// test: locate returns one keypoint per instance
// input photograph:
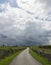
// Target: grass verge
(42, 60)
(8, 59)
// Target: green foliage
(8, 59)
(43, 60)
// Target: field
(42, 54)
(7, 53)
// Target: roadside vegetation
(8, 53)
(42, 54)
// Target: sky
(27, 21)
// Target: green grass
(42, 60)
(8, 59)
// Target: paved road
(25, 58)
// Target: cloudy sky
(28, 21)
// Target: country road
(24, 58)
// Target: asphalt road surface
(24, 58)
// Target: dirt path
(25, 59)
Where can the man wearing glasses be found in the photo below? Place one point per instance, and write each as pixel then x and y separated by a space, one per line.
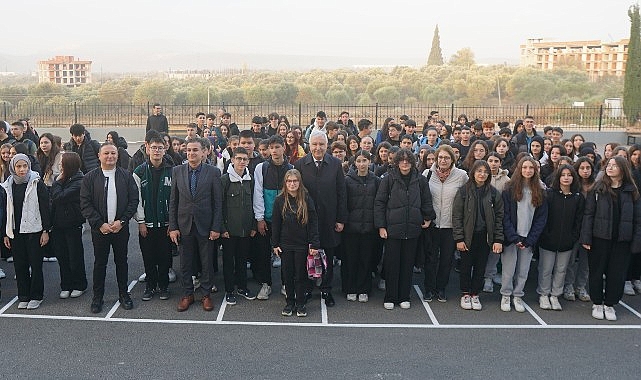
pixel 153 179
pixel 157 121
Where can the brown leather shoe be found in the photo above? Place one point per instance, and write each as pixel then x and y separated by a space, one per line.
pixel 208 304
pixel 185 302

########

- _Assignment_
All of the material above should be output exactly, with the pictures left behind.

- _Answer section_
// test: locate returns one keypoint per instance
// input photograph:
// Target: grass verge
(42, 60)
(8, 59)
// Target: green foliage
(8, 59)
(43, 60)
// Target: field
(42, 54)
(7, 53)
// Target: roadside vegetation
(8, 53)
(42, 54)
// Target: sky
(27, 21)
// Target: green grass
(42, 60)
(8, 59)
// Target: paved road
(25, 58)
// Target: cloudy sky
(28, 21)
// Target: country road
(24, 58)
// Target: asphalt road surface
(24, 58)
// Target: dirt path
(25, 59)
Where can the man wearing glasses be found in the photo below? Place one point per instance, and write each as pixel then x and y separated by a space, one per line.
pixel 153 179
pixel 157 121
Where can the brown leather shoe be found in the photo above? Place one point per instance, and write each as pixel then x and y separated by a space, one per line.
pixel 208 304
pixel 185 302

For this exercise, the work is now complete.